● EXTRAIT DU DOCUMENT:
....................

Un rapport d’information piloté par Mme Esther BENBASSA et M. Jean-René LECERF, fait au nom de la commission des lois du Sénat et enregistré au Secrétariat de la présidence le 12 novembre 2014 pointe de nouveau les discriminations dont seraient victimes une partie de la population française lors des fameux contrôles d’identité. En effet, « selon une étude menée par le CNRS, cette pratique aboutirait à ce que les « Noirs » auraient six fois plus de risque d’être contrôlées que les « Blancs », et les « Arabes » sept à huit fois plus »[1]. Cet état des lieux semble être confirmé par la presse[2] et cela vient corroborer le fait que « le malaise grandit à propos des contrôles d’identité »[3].
Les Sénateurs invitent ainsi les pouvoirs publics à discuter de nouveau à l’introduction d’un récépissé suite à un contrôle d’identité effectué par des fonctionnaires de la Police Nationale. Avant de rappeler le contenu du droit positif en la matière, il convient de revenir sur cette proposition.
Le récépissé, un frein au contrôle au faciès
Plusieurs associations de lutte contre le racisme et des collectifs[4] se sont mobilisés pour lutter contre les contrôles abusifs. Ils plaident tous pour l’instauration d’un récépissé remis à la personne contrôlée suite à un contrôle d’identité.

....................

● EXTRAIT DES DONNÉES:

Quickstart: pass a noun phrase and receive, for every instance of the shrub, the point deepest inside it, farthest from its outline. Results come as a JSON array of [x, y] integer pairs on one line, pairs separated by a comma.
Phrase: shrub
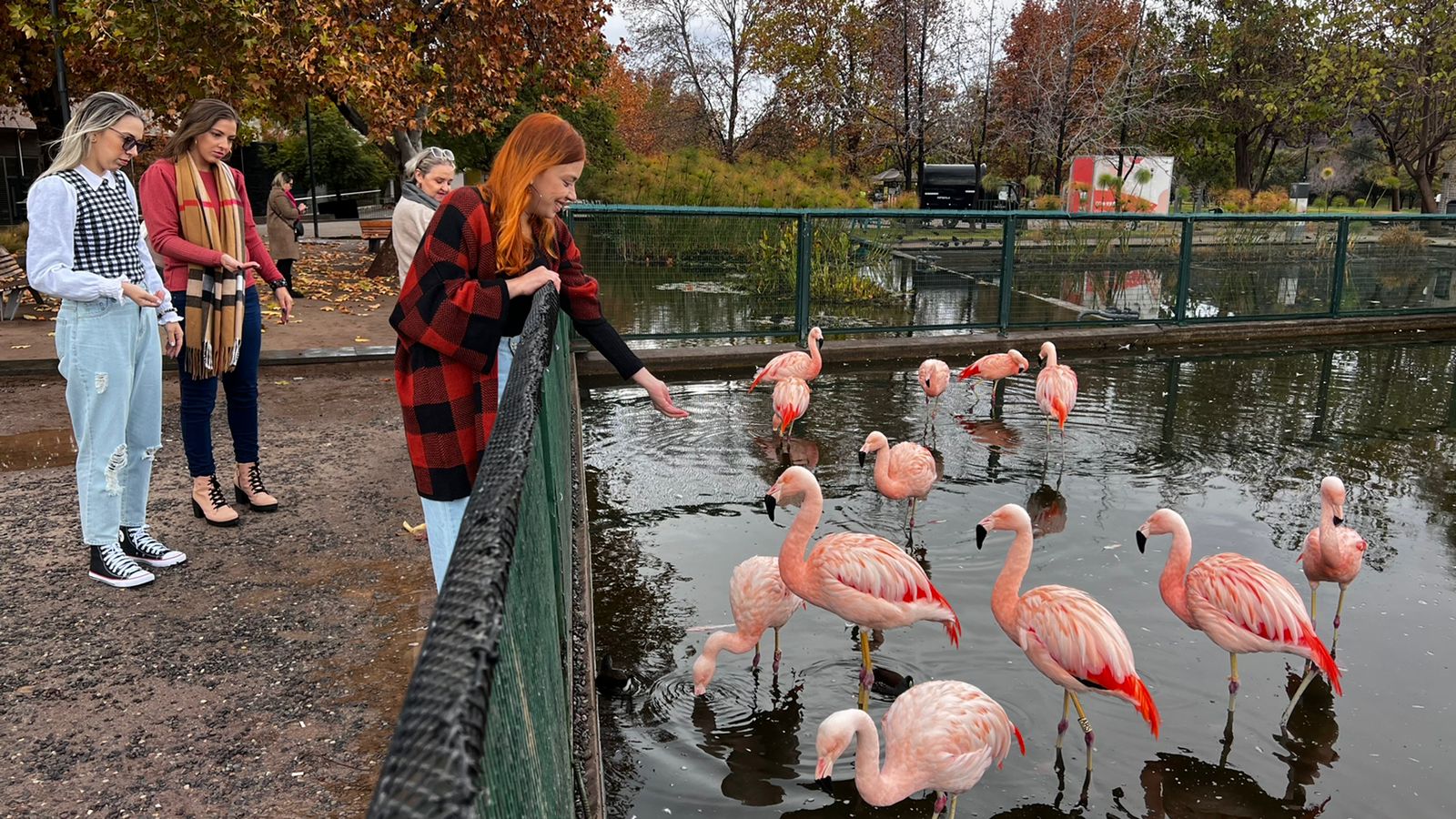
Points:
[[1270, 201], [1238, 200]]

....................

● VOS TÂCHES:
• A. Les affirmations suivantes sont-elles conformes à l'extrait sur les contrôles d'identité ? (i) Le rapport d'information a été enregistré le 12 novembre 2014. (ii) D'après l'étude du CNRS, les « Arabes » auraient six fois plus de risque d'être contrôlés que les « Blancs ». (iii) Les associations demandent qu'un récépissé soit remis à la personne contrôlée. Répondez par oui ou par non et citez chaque fois les mots décisifs de l'extrait.
• B. Remplacez « récépissé » par « reçu » dans l'extrait sur les contrôles d'identité, sur tout le passage qui va de « Les Sénateurs invitent » jusqu'à « un contrôle d’identité. ».
• C. Rédigez la suite de l'extrait sur les contrôles d'identité, à partir de sa dernière phrase.

● RÉPONSES:
• A.
(i) Oui : « enregistré au Secrétariat de la présidence le 12 novembre 2014 ».
(ii) Non : « sept à huit fois plus ».
(iii) Oui : « Ils plaident tous pour l’instauration d’un récépissé remis à la personne contrôlée suite à un contrôle d’identité. »

• B.
Les Sénateurs invitent ainsi les pouvoirs publics à discuter de nouveau à l’introduction d’un reçu suite à un contrôle d’identité effectué par des fonctionnaires de la Police Nationale. Avant de rappeler le contenu du droit positif en la matière, il convient de revenir sur cette proposition.
Le reçu, un frein au contrôle au faciès
Plusieurs associations de lutte contre le racisme et des collectifs[4] se sont mobilisés pour lutter contre les contrôles abusifs. Ils plaident tous pour l’instauration d’un reçu remis à la personne contrôlée suite à un contrôle d’identité.

• C.
Selon eux, ce nouveau mécanisme permettrait de formaliser le contrôle d’identité puisque seuls les contrôles suivis d’une garde à vue ou d’une retenu pour vérification d’identité sont aujourd’hui comptabilisés. De plus, la personne contrôlée pourrait de ce fait disposer de l’identification de l’agent qui l’a contrôlé et enfin, ce récépissé pourrait servir de preuve pour démontrer le caractère abusif et discriminatoire des contrôles.
Cette solution a déjà fait l’objet d’une proposition de loi[5] qui a été très vite « enterrée »[6]. Le Défenseur des droits avait aussi plaidé pour l’instauration de ce mécanisme pour tenter de remédier aux « contrôles abusifs »[7] et dans son rapport il avait envisagé quatre formes possibles de récépissé : un ticket de contrôle anonyme ne comportant que les éléments d’identification de l’auteur du contrôle ; une attestation nominative faisant également apparaître le nom de la personne contrôlée, le motif, le lieu, la date et l’heure du contrôle ; une attestation enregistrée sous forme anonyme, sans mention du nom de la personne contrôlée, mais dont l’auteur du contrôle conserverait un double ; une attestation enregistrée sous forme nominative dont le double conservé par l’auteur comporterait le nom de la personne contrôlée.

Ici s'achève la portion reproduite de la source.